* TASK STATEMENT
Collect every line in the records below that contains the string "post", with matching case, and copy each one unchanged.

════════════════

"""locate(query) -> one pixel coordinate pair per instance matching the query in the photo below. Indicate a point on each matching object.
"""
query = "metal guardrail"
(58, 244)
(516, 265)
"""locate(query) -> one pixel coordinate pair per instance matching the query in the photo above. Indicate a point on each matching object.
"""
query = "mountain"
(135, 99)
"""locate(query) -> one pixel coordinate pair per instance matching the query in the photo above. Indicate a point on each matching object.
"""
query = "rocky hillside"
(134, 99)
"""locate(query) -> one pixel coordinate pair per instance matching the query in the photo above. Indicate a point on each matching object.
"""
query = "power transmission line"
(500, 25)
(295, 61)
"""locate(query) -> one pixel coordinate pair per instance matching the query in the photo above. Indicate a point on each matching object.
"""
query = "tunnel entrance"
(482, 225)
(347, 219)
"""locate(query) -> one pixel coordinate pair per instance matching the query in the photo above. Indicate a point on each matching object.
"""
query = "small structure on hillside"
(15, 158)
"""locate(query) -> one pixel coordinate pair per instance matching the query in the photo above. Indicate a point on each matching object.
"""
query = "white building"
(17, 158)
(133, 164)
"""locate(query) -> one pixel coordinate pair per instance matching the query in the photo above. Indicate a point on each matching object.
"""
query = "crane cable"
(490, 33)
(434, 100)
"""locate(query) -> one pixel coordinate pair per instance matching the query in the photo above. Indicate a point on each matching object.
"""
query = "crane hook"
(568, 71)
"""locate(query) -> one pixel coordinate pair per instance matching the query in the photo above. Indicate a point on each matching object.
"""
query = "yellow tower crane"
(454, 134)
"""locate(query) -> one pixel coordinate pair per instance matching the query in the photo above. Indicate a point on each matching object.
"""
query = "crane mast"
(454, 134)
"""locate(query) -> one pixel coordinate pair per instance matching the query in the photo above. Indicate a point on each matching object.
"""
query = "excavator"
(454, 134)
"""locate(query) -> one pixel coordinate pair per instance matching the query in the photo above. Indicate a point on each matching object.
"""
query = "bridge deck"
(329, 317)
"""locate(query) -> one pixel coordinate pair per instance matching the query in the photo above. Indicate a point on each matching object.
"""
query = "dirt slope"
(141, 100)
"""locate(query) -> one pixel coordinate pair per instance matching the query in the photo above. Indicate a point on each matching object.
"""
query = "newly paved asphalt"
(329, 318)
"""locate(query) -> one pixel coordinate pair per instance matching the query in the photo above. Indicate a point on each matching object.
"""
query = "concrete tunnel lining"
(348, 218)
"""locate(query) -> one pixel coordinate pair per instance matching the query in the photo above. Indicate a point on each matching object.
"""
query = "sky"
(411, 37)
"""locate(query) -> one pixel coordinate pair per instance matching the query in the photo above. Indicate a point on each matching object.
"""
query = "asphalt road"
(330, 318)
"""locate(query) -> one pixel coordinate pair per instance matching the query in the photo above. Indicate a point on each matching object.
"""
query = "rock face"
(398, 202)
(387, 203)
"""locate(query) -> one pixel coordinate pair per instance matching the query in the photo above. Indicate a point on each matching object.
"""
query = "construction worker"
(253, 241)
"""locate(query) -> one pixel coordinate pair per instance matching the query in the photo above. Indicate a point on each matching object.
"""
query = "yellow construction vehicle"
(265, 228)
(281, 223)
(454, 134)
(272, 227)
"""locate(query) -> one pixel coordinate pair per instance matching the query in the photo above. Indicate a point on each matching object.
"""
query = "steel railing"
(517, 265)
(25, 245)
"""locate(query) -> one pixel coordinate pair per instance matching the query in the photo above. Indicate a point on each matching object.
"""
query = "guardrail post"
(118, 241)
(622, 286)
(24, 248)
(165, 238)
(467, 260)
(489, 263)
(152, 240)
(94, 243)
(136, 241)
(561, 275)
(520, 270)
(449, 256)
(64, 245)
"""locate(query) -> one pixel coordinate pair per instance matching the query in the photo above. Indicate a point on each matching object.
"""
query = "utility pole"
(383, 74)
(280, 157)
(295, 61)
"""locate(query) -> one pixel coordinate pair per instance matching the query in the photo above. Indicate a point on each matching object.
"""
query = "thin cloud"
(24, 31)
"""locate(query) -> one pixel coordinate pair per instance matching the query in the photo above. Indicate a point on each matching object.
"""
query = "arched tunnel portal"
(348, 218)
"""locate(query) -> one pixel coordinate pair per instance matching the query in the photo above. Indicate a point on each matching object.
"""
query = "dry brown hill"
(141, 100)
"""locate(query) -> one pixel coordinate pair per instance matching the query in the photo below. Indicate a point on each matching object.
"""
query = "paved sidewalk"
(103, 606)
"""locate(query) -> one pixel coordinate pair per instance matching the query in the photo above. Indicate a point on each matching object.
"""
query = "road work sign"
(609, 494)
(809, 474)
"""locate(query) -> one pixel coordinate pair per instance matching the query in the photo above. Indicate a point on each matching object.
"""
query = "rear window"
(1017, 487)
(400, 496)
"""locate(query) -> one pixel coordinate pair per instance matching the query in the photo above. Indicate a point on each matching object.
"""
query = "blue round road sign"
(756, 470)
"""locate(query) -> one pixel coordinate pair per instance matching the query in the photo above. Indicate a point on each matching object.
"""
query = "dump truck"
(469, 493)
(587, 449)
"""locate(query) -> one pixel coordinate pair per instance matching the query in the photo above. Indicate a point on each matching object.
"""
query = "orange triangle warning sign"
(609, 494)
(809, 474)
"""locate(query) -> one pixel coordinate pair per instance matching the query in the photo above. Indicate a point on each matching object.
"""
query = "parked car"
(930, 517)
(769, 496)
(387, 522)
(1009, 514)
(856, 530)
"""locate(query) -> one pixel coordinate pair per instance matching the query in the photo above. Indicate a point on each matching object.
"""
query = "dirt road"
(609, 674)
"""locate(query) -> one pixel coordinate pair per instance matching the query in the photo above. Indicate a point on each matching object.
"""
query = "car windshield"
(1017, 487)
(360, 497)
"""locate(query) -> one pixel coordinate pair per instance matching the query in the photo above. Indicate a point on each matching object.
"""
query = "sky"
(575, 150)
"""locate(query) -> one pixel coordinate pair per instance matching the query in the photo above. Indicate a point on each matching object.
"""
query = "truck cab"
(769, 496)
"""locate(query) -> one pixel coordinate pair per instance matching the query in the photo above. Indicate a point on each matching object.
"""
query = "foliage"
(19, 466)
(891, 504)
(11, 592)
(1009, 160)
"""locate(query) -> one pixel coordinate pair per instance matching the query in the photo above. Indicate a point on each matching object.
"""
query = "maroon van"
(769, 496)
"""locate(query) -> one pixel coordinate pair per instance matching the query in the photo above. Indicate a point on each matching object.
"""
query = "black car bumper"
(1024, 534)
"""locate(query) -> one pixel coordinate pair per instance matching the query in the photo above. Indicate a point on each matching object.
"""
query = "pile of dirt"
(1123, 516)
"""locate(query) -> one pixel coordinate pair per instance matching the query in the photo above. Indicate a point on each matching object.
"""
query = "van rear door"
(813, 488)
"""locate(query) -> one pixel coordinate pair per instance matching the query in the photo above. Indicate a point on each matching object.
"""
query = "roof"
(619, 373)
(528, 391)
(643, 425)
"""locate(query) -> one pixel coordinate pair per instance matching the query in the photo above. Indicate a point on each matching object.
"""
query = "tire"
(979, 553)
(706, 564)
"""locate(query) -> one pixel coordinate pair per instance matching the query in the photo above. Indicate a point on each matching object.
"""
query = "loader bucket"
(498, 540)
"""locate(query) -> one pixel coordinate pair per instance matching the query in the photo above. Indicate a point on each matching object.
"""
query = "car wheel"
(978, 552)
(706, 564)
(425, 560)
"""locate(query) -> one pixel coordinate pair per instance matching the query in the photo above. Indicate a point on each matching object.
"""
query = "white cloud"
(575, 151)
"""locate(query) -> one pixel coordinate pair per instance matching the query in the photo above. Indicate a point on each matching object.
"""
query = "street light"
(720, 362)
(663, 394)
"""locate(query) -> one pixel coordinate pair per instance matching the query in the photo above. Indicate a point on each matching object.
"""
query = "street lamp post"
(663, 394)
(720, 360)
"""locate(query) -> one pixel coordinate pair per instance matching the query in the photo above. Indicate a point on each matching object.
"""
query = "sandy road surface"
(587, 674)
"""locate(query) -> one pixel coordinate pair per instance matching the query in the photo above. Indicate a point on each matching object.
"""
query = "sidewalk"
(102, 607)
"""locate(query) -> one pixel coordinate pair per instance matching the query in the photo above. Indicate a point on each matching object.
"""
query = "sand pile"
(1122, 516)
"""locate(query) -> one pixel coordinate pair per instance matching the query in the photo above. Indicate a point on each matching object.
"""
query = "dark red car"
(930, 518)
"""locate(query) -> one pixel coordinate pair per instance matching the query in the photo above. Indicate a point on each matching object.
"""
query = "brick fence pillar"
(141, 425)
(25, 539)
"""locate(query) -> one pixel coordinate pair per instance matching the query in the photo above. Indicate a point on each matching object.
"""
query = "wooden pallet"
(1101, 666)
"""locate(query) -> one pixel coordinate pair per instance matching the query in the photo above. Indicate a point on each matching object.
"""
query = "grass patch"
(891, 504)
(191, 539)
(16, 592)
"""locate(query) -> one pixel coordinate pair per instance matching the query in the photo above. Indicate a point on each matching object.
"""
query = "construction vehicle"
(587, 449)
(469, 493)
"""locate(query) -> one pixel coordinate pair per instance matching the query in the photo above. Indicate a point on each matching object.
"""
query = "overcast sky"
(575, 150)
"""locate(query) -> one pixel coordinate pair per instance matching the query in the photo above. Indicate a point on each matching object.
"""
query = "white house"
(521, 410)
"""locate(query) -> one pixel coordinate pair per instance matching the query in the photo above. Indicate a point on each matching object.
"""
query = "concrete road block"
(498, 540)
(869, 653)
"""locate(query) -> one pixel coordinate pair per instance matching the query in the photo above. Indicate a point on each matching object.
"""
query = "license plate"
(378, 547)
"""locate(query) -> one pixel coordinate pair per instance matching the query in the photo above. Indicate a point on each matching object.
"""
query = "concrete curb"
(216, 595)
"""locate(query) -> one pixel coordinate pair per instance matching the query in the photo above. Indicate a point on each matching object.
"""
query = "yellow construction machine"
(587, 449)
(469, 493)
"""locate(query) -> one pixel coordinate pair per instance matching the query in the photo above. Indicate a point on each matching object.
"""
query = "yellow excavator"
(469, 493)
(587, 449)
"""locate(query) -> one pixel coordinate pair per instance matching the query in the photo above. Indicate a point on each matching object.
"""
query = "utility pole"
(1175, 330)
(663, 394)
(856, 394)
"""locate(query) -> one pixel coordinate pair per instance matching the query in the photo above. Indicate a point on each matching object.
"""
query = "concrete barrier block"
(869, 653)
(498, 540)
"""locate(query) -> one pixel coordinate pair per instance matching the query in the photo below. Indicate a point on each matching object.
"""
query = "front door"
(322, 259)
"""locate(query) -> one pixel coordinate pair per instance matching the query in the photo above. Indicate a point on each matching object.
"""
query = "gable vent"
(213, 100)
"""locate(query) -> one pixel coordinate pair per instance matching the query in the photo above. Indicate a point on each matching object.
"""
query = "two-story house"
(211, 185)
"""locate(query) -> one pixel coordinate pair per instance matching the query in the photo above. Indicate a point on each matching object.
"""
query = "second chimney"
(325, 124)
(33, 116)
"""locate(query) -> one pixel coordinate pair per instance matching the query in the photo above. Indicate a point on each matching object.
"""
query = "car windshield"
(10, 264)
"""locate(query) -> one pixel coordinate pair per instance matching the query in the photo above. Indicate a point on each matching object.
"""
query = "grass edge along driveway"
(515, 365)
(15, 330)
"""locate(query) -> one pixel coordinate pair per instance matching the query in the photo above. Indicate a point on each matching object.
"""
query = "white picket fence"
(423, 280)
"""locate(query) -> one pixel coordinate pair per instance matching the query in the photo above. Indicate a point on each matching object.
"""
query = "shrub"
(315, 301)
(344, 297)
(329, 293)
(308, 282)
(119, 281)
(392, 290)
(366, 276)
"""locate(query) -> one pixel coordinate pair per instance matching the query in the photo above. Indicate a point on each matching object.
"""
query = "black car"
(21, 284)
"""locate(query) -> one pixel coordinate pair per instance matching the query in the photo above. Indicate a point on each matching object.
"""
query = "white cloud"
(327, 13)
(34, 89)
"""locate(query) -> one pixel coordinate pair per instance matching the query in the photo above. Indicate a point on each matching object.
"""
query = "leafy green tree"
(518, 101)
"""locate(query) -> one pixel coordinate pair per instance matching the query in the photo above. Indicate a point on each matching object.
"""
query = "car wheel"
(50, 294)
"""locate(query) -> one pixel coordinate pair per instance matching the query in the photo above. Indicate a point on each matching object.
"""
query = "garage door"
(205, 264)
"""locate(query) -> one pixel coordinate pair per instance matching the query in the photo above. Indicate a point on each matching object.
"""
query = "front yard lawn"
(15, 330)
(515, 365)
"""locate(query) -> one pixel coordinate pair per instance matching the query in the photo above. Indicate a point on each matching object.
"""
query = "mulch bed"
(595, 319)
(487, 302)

════════════════

* REPLY TO THE EXERCISE
query = "guardrail post"
query = "street lamp post"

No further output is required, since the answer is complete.